-- START OF SELECTED TEXT --

You have to know about Bin fft.

If you have : FFT Size : 256 and Sample rate is 8000hz (the max frequency would contain on your data is 4000hz). then you have 8000/ 256 bin -> about 31.25 hz/ bin.

the High Pass Filter:

That means you want to get all data above f0 (= 2000 hz. Example) and remove all data below f0 (2000hz).

Bin at 2000hz = 2000/ 31.25 = 64 bins.

After you data put through FFT Block , you have frequency spectrum from -4000hz to +4000hz. and from 0 -> 128 -> 256

Then in frequency domain. you have to remove from 64 bins -> 128 -> 192 bins . and you get bins from 0 -> 63 and 193 -> 256 ,

pass it into Ifft , So the output only contains from 2000hz to 4000hz .

I hope it helps you.

• thanks alot...your answer gives a better idea about how do I need to decide the cutoff frequency for my program. thanks Jimmy...cheers !!! – Hash_S Feb 3 '15 at 17:42

You need to decide what frequencies you want to keep. If you are recording your (human) voice, it may be helpful to think about frequencies in terms of notes on the piano.

For example the A above middle-C is 440 Hz. Go up an octave more, and you get 880 Hz. Four octaves above would be 2*2*2*2*440 Hz = 7040 Hz = 7.04 KHz. Which notes do you want to filter out, and which ones do you want to keep?

You are making a high pass filter. What low notes do you want to remove? It will probably work for you to just pick an octave, and then compute the frequencies using the examples I gave above.

-- END OF SELECTED TEXT --

• [GIVEN TASK 1]
List the frequencies in hertz that the FFT text gives for notes on the piano.
• [GIVEN TASK 2]
Reproduce the FFT text word for word, beginning at the words that have "I hope it helps" and stopping after "on the piano.".
This listing comes from a separate source, not from the FFT text.

-- START OF ROWS --

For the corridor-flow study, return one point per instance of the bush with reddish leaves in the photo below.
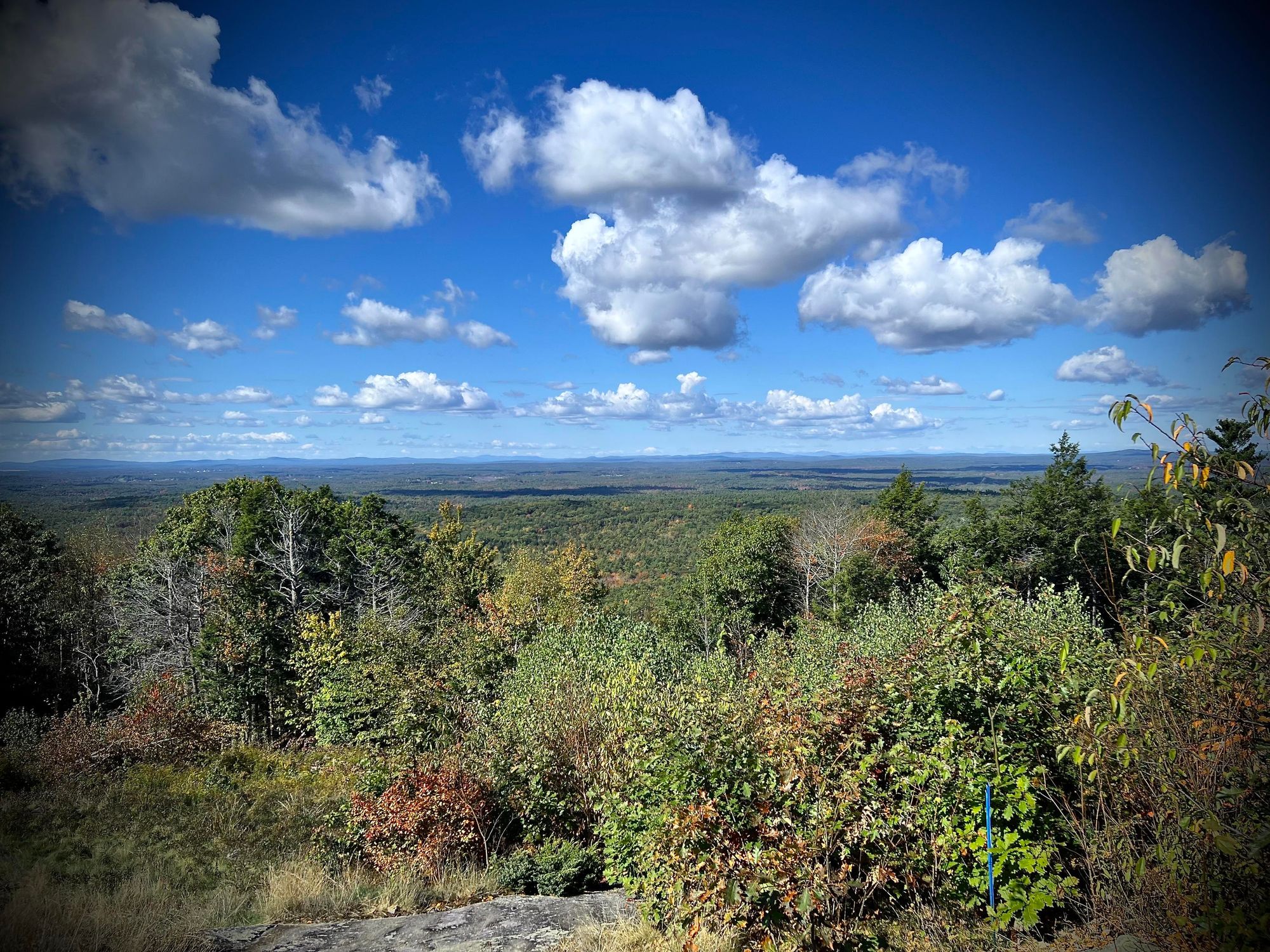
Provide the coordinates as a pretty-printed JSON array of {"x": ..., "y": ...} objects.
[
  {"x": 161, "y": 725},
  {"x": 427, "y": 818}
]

-- END OF ROWS --

• [CORRECT OUTPUT 1]
440 Hz, 880 Hz, 7040 Hz

• [CORRECT OUTPUT 2]
I hope it helps you.

• thanks alot...your answer gives a better idea about how do I need to decide the cutoff frequency for my program. thanks Jimmy...cheers !!! – Hash_S Feb 3 '15 at 17:42

You need to decide what frequencies you want to keep. If you are recording your (human) voice, it may be helpful to think about frequencies in terms of notes on the piano.